Begin Excerpt to read

Here is an example of a Manifest for a signed JAR
Manifest-Version: 1.0
Created-By: 1.3.0_02 (Sun Microsystems Inc.)
Name: a/b/c1.class
SHA1-Digest: fcav7ShIG6i86xPepmitOVo4vWY=
Name: a/b/c2.class
SHA1-Digest: kdHbE7kL9ZHLgK7akHttYV4XIa0=The SHA1-Digest for a/b/c1.class is the
base-64 version of the signature block of c1.class, and
the SHA1-Digest of a/b/c2.class is the
signature block of the bytes of c1.class and
c2.class. The files in the META-INF
directory do not make it into the Manifest.
// helper function to update the digest
private static BASE64Encoder b64Encoder = new BASE64Encoder();
private static String updateDigest( MessageDigest digest, InputStream inputStream )
throws IOException {
byte[] buffer = new byte[2048];
int read = 0;
while( ( read = inputStream.read( buffer ) ) > 0 )
digest.update( buffer, 0, read );
inputStream.close();
return b64Encoder.encode( digest.digest() );
}
// update the attributes in the manifest to have the
// appropriate message digests. we store the new entries into
// the entries Map and return it (we do not compute the digests
// for those entries in the META-INF directory)

End Excerpt to read

§ List of tasks
**A.** Repeat the signed JAR manifest excerpt word for word, from start to end.
**B.** Find every line in the rows below that contains the string "shape", matching case, and copy each of those lines.

Begin Stored records

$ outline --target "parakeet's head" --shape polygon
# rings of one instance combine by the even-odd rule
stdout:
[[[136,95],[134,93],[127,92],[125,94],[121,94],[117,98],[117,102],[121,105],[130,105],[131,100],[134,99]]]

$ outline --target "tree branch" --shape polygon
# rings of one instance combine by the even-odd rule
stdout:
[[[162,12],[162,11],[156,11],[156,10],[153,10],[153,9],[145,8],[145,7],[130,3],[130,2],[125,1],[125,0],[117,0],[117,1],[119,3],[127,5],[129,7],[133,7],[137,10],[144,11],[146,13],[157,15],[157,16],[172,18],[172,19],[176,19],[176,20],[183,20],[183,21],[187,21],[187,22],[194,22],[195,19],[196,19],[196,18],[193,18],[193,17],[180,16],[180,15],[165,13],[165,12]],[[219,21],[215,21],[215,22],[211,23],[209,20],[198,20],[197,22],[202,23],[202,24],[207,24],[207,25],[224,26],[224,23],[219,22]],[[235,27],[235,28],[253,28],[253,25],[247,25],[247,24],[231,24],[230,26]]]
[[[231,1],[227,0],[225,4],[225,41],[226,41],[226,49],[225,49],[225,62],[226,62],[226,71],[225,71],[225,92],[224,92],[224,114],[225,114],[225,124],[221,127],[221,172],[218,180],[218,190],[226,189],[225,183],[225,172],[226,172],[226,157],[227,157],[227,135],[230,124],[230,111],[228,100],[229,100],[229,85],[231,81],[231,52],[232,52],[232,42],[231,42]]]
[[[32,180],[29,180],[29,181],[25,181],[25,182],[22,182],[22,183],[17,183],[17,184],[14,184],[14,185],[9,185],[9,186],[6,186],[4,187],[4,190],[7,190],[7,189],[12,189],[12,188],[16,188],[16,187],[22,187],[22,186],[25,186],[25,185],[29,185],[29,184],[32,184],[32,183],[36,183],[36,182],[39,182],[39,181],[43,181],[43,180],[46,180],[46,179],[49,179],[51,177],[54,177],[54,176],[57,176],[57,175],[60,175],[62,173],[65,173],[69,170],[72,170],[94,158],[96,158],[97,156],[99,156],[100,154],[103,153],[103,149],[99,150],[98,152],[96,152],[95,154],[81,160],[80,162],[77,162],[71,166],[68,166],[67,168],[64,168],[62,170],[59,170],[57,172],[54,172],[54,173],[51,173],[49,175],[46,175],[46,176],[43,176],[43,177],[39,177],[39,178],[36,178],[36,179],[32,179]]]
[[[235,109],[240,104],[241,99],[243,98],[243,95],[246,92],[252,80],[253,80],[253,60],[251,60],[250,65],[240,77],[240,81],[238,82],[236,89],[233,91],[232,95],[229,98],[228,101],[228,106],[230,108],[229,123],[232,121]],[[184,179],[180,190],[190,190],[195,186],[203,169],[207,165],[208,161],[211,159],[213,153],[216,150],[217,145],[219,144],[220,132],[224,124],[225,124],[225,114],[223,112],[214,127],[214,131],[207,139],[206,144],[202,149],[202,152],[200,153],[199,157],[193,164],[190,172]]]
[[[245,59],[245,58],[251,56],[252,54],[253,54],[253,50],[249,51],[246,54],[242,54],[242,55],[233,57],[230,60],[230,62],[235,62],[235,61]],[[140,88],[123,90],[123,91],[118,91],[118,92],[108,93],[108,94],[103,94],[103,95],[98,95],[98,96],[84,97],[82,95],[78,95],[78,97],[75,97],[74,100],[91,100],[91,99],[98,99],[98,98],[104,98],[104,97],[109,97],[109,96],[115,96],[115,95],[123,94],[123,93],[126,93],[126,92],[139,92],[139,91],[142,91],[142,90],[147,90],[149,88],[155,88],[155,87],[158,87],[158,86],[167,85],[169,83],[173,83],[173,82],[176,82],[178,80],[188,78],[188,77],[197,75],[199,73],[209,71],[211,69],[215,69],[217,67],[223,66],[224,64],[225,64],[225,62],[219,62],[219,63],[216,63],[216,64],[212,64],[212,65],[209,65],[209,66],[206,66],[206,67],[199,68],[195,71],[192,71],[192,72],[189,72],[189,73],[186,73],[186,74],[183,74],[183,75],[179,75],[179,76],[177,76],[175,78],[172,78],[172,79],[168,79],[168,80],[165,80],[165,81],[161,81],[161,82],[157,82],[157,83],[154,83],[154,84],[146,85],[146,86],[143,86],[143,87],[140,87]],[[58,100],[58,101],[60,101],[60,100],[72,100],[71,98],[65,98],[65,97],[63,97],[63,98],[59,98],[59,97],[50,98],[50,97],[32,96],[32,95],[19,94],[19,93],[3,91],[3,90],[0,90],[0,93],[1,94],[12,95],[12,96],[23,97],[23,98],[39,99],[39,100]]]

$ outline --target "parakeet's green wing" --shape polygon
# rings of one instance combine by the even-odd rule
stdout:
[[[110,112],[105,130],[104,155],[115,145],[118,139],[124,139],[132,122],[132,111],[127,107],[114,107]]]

End Stored records

§ Outputs in order
**A.**
Here is an example of a Manifest for a signed JAR
Manifest-Version: 1.0
Created-By: 1.3.0_02 (Sun Microsystems Inc.)
Name: a/b/c1.class
SHA1-Digest: fcav7ShIG6i86xPepmitOVo4vWY=
Name: a/b/c2.class
SHA1-Digest: kdHbE7kL9ZHLgK7akHttYV4XIa0=The SHA1-Digest for a/b/c1.class is the
base-64 version of the signature block of c1.class, and
the SHA1-Digest of a/b/c2.class is the
signature block of the bytes of c1.class and
c2.class. The files in the META-INF
directory do not make it into the Manifest.
// helper function to update the digest
private static BASE64Encoder b64Encoder = new BASE64Encoder();
private static String updateDigest( MessageDigest digest, InputStream inputStream )
throws IOException {
byte[] buffer = new byte[2048];
int read = 0;
while( ( read = inputStream.read( buffer ) ) > 0 )
digest.update( buffer, 0, read );
inputStream.close();
return b64Encoder.encode( digest.digest() );
}
// update the attributes in the manifest to have the
// appropriate message digests. we store the new entries into
// the entries Map and return it (we do not compute the digests
// for those entries in the META-INF directory)

**B.**
$ outline --target "parakeet's head" --shape polygon
$ outline --target "tree branch" --shape polygon
$ outline --target "parakeet's green wing" --shape polygon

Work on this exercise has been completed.